- **EXERCISE REQUIREMENTS**
List all lines in the material below that contain "work".

- **SOURCE MATERIAL**
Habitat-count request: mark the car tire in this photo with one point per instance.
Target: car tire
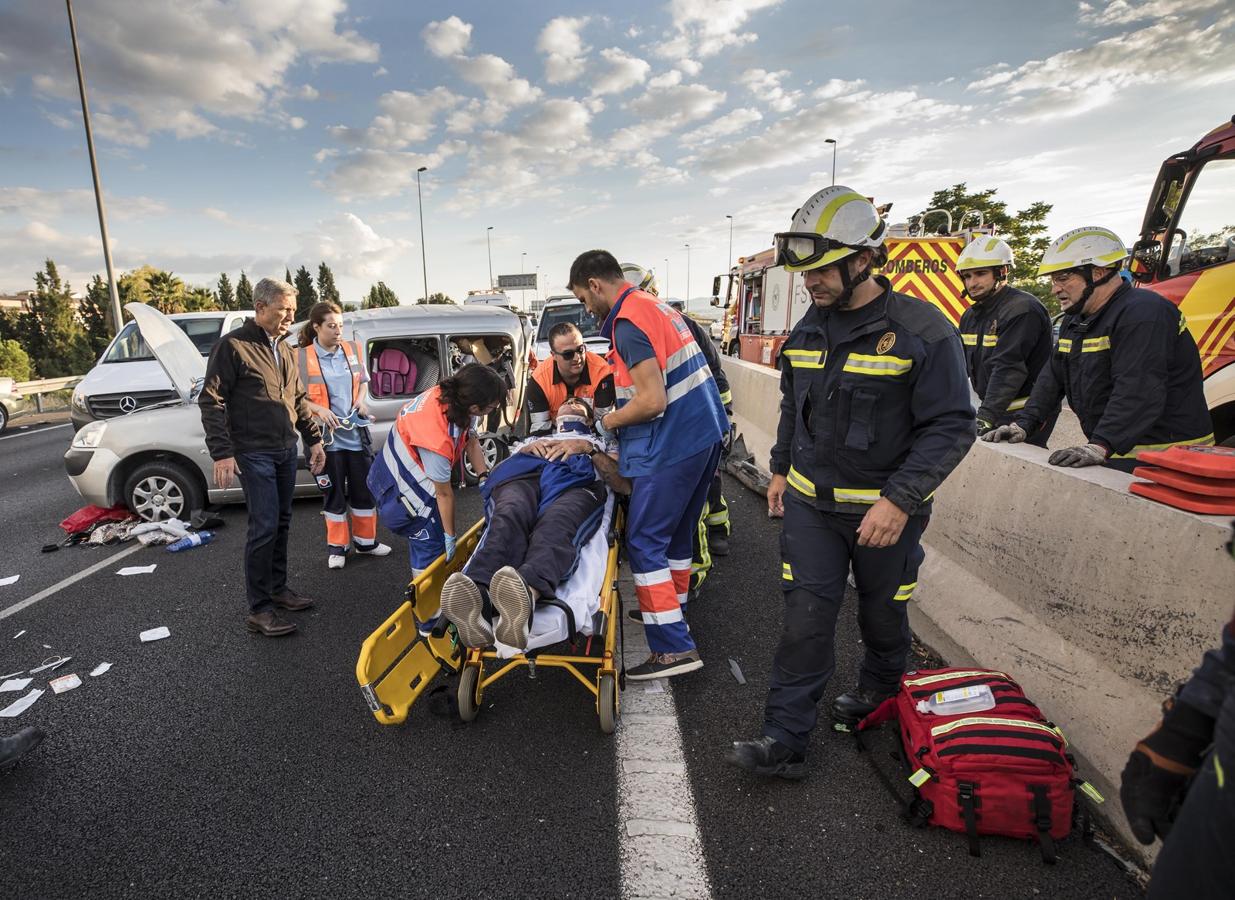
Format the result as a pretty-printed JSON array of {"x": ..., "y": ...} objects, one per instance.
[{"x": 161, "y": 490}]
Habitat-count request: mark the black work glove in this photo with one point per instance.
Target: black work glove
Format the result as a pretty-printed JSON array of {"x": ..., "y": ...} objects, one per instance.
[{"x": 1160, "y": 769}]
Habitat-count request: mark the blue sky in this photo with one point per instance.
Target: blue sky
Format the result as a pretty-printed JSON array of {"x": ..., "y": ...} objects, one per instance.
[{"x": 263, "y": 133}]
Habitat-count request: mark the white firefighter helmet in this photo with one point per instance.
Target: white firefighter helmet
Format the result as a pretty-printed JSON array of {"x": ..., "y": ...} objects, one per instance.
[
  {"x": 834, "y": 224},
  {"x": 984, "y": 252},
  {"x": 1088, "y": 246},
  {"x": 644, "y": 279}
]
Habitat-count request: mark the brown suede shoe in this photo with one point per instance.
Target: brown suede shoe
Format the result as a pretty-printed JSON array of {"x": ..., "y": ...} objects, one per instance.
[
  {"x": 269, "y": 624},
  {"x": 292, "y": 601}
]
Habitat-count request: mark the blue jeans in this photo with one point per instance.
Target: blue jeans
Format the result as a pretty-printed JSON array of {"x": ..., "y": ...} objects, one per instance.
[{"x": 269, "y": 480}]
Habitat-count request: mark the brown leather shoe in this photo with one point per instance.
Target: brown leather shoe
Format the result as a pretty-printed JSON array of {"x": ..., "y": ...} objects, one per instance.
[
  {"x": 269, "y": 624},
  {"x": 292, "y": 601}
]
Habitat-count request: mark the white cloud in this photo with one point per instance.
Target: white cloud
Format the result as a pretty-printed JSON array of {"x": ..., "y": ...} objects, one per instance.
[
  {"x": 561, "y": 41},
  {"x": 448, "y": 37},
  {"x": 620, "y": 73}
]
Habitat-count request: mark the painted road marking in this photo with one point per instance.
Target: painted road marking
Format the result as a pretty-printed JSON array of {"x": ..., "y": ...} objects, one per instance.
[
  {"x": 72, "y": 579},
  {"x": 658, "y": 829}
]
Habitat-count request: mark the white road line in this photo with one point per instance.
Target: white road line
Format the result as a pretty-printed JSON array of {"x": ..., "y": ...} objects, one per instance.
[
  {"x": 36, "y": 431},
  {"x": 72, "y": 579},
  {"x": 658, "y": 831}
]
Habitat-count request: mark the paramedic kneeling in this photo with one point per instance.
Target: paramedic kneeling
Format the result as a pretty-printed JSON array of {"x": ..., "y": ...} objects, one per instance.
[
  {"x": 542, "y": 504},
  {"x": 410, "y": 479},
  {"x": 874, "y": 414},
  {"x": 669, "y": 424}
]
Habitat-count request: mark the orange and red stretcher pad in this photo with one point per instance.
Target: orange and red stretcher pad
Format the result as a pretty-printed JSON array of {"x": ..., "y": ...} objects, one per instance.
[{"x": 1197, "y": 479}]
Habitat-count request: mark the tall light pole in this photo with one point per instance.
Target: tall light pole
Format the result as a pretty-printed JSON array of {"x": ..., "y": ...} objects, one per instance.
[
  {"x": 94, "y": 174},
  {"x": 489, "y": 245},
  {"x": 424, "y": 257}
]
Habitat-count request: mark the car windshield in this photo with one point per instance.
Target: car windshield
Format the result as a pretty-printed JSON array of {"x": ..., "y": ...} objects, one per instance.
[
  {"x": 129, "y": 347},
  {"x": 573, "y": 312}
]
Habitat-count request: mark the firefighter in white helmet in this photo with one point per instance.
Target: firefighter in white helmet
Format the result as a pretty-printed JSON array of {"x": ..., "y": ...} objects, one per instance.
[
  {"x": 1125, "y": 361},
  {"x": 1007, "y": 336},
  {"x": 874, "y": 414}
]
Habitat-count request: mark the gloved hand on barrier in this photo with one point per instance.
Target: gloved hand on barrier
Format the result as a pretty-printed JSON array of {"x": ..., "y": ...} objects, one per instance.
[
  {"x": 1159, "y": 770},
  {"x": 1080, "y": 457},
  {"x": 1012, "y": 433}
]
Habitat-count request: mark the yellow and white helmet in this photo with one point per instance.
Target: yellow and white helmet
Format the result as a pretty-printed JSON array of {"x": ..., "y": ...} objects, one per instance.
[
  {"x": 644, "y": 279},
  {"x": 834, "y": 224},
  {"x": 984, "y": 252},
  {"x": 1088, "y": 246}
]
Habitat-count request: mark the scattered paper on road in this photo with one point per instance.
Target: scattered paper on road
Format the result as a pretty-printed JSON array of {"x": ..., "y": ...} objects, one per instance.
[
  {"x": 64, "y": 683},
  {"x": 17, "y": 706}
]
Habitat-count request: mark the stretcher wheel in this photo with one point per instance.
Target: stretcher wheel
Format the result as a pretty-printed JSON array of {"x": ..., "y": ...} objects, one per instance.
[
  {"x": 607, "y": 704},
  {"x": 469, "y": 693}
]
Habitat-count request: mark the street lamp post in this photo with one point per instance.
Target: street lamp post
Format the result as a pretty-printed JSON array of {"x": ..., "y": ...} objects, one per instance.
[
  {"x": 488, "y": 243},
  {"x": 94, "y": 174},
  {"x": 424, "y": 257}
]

- **REPLY TO THE TASK**
Habitat-count request: mark the black work glove in this photo with one point per instance.
Target: black work glove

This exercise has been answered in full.